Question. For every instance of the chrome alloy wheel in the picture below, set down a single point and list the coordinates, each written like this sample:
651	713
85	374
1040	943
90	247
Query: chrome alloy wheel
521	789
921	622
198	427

= = = =

Exercise brief:
The records above are to be transcribed exactly, with nothing left out.

Solved exercise:
Question. For every instance of the chrome alloy wheel in the picture below, set down a single point and list the coordinates, each written like this sample:
651	713
85	374
1040	943
90	247
Query: chrome alloy wheel
521	789
921	622
198	427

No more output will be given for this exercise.